- Exercise instructions
Rewrite each of the entries below with "wave crest" swapped for "breaking wave" and everything else kept the same, omitting the pictures.

- Extracted entries
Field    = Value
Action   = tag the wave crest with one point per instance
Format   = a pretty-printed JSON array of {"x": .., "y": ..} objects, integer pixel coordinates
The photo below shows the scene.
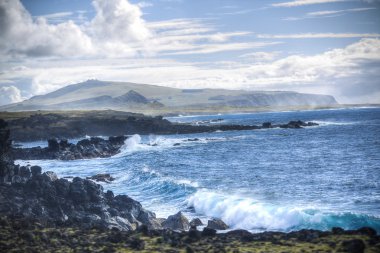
[{"x": 245, "y": 213}]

- Reply to the task
Field    = Value
Action   = tag the breaking wave with one point per instance
Format   = a pretty-printed JSON array of {"x": .., "y": ..} objects, integer pixel coordinates
The photo below shows the scene.
[{"x": 245, "y": 213}]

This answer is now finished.